■ **The task**: Report every line of the records below that contains the string "person", matching case exactly.

■ **Available records**:
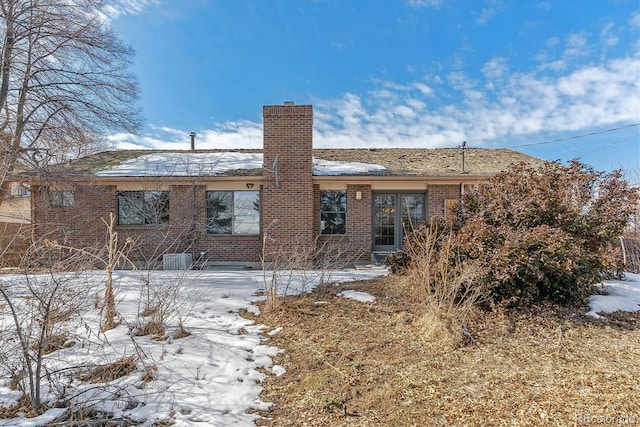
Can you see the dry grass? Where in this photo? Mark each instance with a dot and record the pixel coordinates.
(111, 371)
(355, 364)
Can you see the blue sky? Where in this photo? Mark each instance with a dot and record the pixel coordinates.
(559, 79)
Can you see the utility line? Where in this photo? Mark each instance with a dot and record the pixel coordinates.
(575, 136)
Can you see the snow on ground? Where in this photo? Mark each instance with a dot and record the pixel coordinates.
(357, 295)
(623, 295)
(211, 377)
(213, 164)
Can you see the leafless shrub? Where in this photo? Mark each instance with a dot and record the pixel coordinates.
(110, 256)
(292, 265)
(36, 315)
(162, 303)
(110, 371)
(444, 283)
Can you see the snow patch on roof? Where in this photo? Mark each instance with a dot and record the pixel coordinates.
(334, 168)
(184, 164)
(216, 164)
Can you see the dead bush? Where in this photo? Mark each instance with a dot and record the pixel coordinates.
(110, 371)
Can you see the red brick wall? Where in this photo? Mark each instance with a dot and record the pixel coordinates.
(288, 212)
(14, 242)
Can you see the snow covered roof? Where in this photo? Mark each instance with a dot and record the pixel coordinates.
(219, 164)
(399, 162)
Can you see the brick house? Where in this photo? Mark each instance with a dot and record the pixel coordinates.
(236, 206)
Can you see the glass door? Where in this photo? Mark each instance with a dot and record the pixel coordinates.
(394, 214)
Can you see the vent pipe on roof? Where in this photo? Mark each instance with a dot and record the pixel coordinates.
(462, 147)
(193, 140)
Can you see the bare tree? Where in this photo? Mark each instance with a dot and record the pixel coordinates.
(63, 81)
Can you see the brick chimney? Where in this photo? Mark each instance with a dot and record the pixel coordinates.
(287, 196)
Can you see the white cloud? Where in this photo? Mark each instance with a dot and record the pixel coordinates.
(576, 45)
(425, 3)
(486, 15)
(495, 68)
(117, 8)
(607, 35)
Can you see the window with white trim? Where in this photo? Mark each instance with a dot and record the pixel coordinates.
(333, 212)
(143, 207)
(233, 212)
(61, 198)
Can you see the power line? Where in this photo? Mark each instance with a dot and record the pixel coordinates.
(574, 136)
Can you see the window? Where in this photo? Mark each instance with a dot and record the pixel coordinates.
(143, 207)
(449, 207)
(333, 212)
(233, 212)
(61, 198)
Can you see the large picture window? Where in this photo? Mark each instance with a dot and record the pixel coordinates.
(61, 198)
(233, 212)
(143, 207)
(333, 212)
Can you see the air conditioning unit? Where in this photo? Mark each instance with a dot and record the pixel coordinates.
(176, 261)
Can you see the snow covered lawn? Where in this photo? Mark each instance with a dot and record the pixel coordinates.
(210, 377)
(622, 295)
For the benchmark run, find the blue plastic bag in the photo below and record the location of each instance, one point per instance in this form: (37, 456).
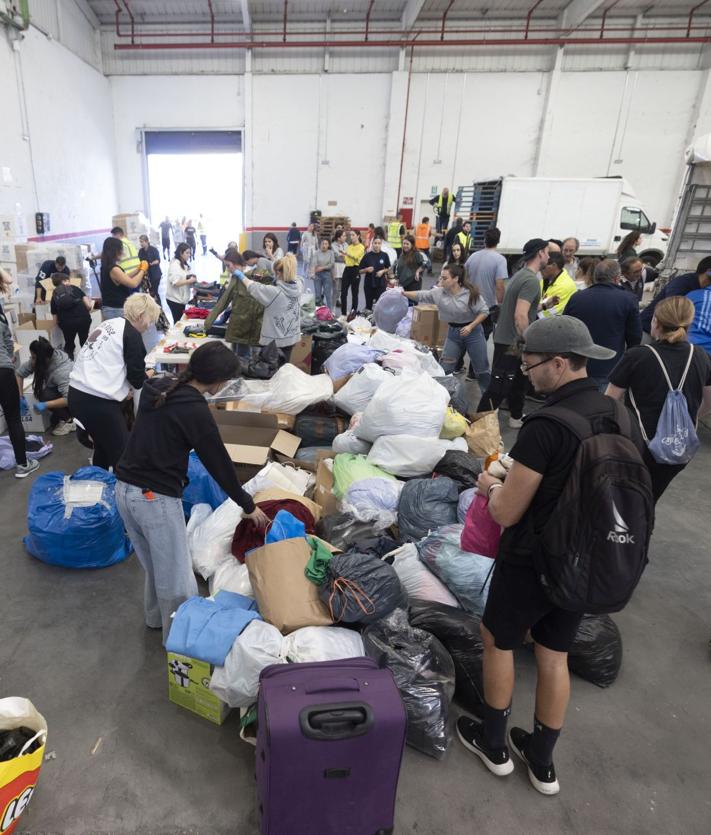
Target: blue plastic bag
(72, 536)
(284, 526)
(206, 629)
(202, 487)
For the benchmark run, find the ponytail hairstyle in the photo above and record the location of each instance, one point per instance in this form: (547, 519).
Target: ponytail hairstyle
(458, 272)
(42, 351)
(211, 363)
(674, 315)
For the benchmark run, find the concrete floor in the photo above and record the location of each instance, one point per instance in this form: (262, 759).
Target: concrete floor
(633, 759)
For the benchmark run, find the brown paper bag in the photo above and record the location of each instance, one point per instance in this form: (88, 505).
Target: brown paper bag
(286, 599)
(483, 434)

--

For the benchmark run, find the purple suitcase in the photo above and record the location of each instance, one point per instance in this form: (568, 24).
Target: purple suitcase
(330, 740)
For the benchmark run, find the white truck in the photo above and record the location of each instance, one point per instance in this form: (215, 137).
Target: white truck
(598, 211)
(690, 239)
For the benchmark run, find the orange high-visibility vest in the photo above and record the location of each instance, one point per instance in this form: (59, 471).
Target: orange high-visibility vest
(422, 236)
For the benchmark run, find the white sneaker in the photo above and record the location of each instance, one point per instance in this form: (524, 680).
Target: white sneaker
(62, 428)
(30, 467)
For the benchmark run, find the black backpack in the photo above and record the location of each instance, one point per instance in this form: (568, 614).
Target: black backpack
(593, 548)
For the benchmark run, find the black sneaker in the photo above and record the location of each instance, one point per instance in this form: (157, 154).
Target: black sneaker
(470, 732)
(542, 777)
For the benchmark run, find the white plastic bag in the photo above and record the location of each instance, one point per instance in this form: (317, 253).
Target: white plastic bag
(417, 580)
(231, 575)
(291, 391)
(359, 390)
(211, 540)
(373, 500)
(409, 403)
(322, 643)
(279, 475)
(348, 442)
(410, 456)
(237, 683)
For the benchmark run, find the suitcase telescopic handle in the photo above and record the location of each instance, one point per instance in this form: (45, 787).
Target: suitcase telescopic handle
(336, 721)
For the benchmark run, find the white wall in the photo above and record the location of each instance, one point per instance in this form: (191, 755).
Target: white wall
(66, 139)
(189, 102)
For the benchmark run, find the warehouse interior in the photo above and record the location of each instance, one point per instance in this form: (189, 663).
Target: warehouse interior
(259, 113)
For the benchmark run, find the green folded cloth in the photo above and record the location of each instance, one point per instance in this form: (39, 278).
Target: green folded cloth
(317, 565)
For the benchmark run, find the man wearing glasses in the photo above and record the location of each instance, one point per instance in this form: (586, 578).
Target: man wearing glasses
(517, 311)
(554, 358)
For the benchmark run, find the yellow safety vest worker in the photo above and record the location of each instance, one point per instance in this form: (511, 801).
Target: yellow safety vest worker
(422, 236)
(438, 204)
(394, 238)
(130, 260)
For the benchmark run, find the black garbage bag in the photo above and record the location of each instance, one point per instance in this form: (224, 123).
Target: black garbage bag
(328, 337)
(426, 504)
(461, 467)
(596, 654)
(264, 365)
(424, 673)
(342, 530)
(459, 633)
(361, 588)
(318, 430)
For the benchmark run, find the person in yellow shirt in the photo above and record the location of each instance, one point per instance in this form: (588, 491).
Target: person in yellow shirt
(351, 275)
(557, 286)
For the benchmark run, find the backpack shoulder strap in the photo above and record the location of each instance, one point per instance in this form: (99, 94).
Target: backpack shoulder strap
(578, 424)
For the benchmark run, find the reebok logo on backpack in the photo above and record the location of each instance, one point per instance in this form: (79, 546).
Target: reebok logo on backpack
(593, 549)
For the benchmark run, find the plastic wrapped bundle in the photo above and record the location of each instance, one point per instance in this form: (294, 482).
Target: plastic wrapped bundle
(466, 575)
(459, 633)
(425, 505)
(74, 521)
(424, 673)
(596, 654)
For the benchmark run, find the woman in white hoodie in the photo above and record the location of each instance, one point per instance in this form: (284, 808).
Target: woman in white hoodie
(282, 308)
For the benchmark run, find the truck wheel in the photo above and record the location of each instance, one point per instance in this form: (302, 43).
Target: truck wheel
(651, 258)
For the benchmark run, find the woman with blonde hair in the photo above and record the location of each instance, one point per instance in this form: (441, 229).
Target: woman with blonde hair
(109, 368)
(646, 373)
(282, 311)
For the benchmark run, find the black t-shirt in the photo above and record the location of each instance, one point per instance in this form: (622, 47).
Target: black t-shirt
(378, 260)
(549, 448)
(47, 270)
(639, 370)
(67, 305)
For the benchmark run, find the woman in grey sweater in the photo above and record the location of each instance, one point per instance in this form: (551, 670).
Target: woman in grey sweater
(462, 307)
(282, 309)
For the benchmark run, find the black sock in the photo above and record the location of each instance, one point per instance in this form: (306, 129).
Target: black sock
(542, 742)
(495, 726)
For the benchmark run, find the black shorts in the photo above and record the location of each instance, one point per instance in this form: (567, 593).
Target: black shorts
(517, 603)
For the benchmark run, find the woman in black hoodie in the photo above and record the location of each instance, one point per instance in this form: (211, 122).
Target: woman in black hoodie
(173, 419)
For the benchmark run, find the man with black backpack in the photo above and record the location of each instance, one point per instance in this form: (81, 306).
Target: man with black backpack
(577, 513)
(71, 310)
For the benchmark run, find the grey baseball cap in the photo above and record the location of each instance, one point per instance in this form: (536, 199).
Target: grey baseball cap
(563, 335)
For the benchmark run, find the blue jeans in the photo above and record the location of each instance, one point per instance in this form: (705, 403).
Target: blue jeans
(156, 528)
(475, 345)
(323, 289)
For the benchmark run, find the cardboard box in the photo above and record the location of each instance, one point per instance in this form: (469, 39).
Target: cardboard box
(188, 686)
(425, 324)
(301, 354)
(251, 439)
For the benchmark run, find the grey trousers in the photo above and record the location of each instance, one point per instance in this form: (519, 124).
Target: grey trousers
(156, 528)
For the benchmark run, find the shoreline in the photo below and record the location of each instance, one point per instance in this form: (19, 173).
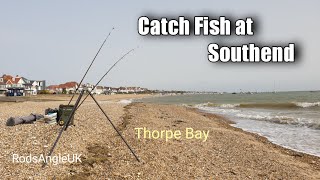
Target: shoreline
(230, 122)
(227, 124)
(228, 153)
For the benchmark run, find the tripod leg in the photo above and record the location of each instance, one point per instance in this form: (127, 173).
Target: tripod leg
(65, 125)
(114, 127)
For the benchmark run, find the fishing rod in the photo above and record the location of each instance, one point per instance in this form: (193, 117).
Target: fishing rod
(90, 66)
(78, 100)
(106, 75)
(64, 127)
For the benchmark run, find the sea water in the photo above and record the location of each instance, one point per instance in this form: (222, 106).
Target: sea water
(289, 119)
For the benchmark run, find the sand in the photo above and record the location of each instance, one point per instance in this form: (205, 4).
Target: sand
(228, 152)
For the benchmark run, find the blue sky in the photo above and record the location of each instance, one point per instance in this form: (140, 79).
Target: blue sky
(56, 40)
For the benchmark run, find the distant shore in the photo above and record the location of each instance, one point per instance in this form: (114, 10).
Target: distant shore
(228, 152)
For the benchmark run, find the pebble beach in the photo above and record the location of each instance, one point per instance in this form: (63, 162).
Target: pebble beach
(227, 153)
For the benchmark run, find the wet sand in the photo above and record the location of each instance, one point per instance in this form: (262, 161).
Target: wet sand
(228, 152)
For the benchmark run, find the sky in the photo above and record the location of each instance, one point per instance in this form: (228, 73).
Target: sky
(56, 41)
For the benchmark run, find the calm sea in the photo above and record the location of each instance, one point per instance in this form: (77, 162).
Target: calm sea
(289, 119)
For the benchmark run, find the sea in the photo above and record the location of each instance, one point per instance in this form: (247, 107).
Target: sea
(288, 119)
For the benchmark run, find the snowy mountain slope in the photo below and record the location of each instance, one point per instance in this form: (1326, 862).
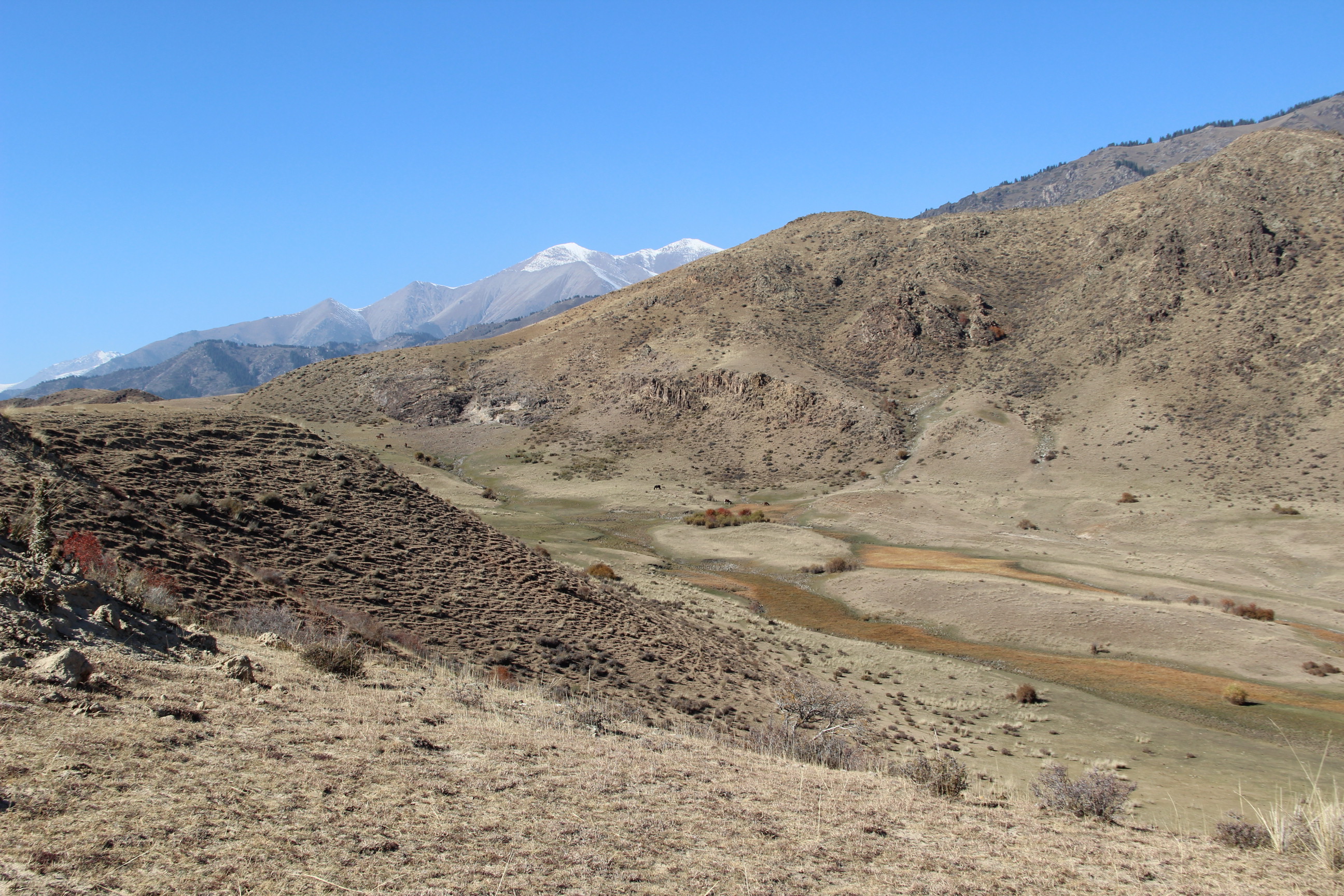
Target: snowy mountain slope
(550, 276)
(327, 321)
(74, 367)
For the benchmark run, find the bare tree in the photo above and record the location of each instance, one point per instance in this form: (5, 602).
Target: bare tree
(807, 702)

■ **Exercise answer**:
For the benchmark run, find the person in yellow shirt in the photo above and record the location of each instance, one point per instance in this form: (588, 491).
Target: person in yellow shirt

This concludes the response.